**Exercise**
Pick up the piece on gadgets in college classrooms right after its last sentence and keep it going.

In the margins of the NY Times article, a reader opinion from "Paul" is pulled out that cries, "Are we training thinkers in our colleges or gadget users?" I understand the feeling behind this. But I think this false dualism is beyond the point, because our thinkers in the classroom are already gadget users; our gadget users already are thinkers. The challenge of the modern teacher is to synthesize these tools with the way people think (just as we might teach penmanship in early education, so that students can use the technology of the ink pen). These are tools that students use in their everyday lives, and they'll be expected to use them well in the workplace after college.

I received this article as I was revising my syllabi for the term (that begins on Monday), and it caused me to reflect a little bit on how I treat portable electronic devices in the classroom. We're not giving away iPhones at our college, and I'm not changing my classroom into a "gizmo training" place, but the campus is evolving into a more wireless-friendly space. Between classes, I see virtually every student in the hallway working on their cell phones or portable game systems. The culture has shifted, but education and much of the subject matter we teach remains timeless.

[Segmentation annotation records]
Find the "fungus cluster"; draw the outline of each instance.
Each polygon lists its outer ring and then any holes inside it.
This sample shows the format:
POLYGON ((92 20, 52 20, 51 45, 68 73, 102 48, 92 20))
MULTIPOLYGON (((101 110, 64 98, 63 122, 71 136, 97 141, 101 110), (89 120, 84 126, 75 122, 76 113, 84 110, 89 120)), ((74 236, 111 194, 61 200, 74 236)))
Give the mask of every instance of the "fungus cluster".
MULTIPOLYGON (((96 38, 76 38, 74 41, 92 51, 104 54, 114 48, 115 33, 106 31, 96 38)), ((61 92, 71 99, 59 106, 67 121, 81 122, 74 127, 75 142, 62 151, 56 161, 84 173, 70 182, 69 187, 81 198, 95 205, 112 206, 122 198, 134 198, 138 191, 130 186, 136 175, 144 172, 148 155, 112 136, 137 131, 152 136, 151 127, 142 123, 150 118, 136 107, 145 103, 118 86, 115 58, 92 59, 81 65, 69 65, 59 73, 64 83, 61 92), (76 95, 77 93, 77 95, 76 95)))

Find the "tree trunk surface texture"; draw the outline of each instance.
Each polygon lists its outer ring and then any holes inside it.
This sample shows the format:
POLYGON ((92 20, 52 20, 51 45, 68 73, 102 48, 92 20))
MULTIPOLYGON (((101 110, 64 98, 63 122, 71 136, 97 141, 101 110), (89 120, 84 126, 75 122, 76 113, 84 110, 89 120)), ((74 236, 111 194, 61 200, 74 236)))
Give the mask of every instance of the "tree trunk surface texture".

**Response**
It's easy to be reactionary or even live in denial. I'm as guilty as anyone. I have been brash about not allowing these elements to become distractions in my classroom, often demanding students to focus on the class and not their gizmos. In the past, I've order students to turn their cell phones to silent ring mode, and I have almost always told any students I see working with devices to shut them off. I have never really articulated my policies about this, other than orally when I spot an offense (say, a student starts texting during another student's presentation), simply because it seemed like common sense and common courtesy for people not to interrupt or ignore one another during a classroom activity or lecture.

The rules of common courtesy have changed. I've decided that things have changed so much that the time has come to put a policy in writing in my syllabus, so students understand where I'm coming from. My motive is not to punish, but to highlight the propriety of social communication. I want to recognize and support student use of technology as a tool for learning, while also combating the rising problem of blaring ring tones during lectures/discussions, or the distracted student who can't stop playing with his game or web browser during class time.

In some ways, there's no difference between a student texting and a student flipping through a magazine in the back row of a class, but there are times when we use technology to multitask and this is where the issue gets thorny and complex. What if we're discussing Foucault's "Panopticism" in the classroom and a student wants to quickly do some web research on a referenced person in the article, like Jeremy Bentham? I wouldn't want to ban such ambitious impulses to learn more, so long as it pertained to the subject at hand or contributed to the collaborative learning of the class.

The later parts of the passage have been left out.